■ **The exercise**
Rewrite the Drude polarization text, starting at the words "The self-consistent field" and stopping after "of the nuclei.". Change "thermostat" to "heat bath" wherever it appears.

■ **Source excerpt**
===
Extending a molecular system by adding auxiliary Drude particles yields the polarizable force field, $U = U_{\text{self}} + U_{\text{bond}} + U_{\text{elec}} + U_{\text{LJ}}$, where $U_{\text{self}}$ represents the atom-Drude harmonic bonds, $U_{\text{bond}}$ is the contribution from the bonded internal energy terms (bonds, angles, and dihedrals), $U_{\text{elec}}$ represents all Coulombic electrostatic interactions (atom-atom, atom-Drude, and Drude-Drude), and $U_{\text{LJ}}$ is the Lennard-Jones "12-6" interaction. The electrostatic interactions for the 1-2 and 1-3 nuclei pairs with their associated Drude particles are treated with shielding functions designed by Thole [5, 6]. The force constant $k_D$, which is assumed to be the same for all atoms without any loss of generality in the value of $\alpha$, is chosen such that the displacement $\vec{d}$ of the Drude particle remains much smaller than any interatomic distance, such that the resulting induced dipole $\vec{\mu}$ is almost equal to a point-dipole.

The self-consistent field (SCF) regime of induced polarization is obtained by allowing the Drude particles to relax to their local energy minima for any given fixed configuration of nuclei in the system. However, this procedure is computationally prohibitive. It is much more efficient to instead approximate the SCF energy surface using an extended Lagrangian dynamics strategy in which the Drude particles are allowed to carry kinetic energy. The Drude oscillators are maintained with a thermostat at a low temperature $T^{\star}$, chosen sufficiently small to leave only a small amount of kinetic energy in the atom-Drude oscillators, yet sufficiently large to allow the oscillators to continuously readjust their configurations to the room-temperature motion of the nuclei.
===
■ **Data entries**
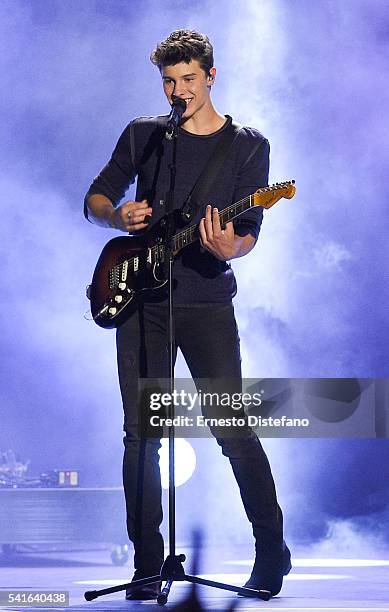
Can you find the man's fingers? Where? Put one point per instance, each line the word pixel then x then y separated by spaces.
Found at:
pixel 208 223
pixel 217 230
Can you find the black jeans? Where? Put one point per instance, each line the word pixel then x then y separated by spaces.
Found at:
pixel 208 338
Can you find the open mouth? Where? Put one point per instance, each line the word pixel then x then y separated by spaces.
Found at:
pixel 188 102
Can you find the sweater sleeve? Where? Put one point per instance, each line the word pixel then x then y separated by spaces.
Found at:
pixel 253 174
pixel 116 176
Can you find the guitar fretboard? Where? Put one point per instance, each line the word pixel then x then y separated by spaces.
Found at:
pixel 189 235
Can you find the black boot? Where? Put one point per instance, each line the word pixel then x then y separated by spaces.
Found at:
pixel 269 570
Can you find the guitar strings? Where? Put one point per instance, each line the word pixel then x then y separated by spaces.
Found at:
pixel 190 230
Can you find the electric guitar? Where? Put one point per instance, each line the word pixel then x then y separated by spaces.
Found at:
pixel 129 265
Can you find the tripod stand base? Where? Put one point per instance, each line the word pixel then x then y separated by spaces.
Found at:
pixel 172 570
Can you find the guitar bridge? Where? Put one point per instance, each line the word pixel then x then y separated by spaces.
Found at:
pixel 114 277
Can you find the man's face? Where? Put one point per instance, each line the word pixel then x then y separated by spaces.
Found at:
pixel 187 81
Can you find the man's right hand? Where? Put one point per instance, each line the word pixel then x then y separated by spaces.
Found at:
pixel 130 217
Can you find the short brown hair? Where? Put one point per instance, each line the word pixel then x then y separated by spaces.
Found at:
pixel 184 46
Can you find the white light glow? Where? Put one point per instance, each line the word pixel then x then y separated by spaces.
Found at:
pixel 185 462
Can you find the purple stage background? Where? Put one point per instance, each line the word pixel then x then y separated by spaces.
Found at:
pixel 313 295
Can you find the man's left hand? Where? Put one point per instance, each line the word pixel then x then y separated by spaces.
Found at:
pixel 222 243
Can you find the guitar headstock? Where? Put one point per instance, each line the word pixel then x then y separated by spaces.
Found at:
pixel 268 196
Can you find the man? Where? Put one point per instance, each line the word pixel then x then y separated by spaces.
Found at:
pixel 204 285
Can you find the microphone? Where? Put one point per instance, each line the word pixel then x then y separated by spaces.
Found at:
pixel 178 109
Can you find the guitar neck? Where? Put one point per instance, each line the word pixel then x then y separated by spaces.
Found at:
pixel 191 233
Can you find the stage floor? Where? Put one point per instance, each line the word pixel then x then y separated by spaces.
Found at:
pixel 319 584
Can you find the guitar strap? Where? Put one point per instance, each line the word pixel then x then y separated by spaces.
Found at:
pixel 208 175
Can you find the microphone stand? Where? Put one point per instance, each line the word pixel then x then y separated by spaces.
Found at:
pixel 172 568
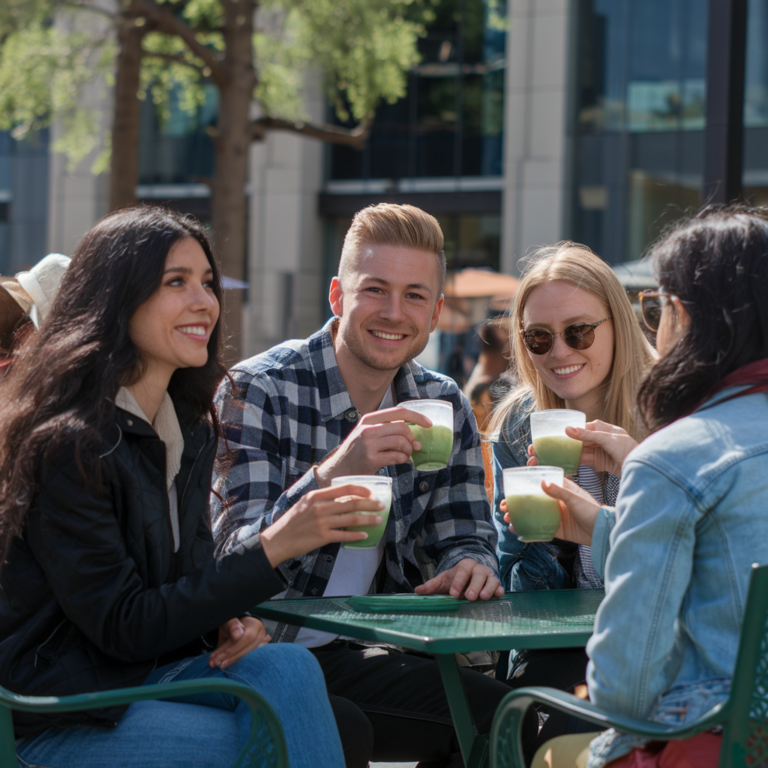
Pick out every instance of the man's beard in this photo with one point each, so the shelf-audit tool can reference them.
(358, 348)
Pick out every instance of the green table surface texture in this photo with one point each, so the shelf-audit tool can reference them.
(541, 619)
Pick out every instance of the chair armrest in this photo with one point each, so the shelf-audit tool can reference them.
(261, 710)
(506, 731)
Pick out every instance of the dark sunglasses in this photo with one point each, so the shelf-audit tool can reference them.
(539, 341)
(651, 305)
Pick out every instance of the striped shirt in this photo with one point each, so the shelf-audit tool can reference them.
(292, 409)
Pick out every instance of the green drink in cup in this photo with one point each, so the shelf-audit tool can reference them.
(534, 515)
(553, 447)
(381, 488)
(437, 440)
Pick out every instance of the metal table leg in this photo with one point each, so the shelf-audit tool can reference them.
(474, 748)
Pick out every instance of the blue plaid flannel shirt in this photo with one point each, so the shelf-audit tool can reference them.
(292, 410)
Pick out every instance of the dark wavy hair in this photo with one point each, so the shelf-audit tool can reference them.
(62, 386)
(716, 263)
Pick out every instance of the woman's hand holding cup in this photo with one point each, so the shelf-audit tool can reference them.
(604, 446)
(578, 511)
(319, 518)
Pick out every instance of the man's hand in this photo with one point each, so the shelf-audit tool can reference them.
(467, 578)
(604, 446)
(236, 638)
(380, 439)
(316, 519)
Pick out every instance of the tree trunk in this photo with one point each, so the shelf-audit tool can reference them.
(124, 164)
(231, 143)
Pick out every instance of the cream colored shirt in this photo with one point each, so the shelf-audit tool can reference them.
(166, 424)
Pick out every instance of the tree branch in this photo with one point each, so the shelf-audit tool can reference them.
(163, 20)
(333, 134)
(91, 9)
(175, 58)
===
■ **Solved problem**
The self-consistent field (SCF) regime of induced polarization is obtained by allowing the Drude particles to relax to their local energy minima for any given fixed configuration of nuclei in the system. However, this procedure is computationally prohibitive. It is much more efficient to instead approximate the SCF energy surface using an extended Lagrangian dynamics strategy in which the Drude particles are allowed to carry kinetic energy. The Drude oscillators are maintained with a heat bath at a low temperature $T^{\star}$, chosen sufficiently small to leave only a small amount of kinetic energy in the atom-Drude oscillators, yet sufficiently large to allow the oscillators to continuously readjust their configurations to the room-temperature motion of the nuclei.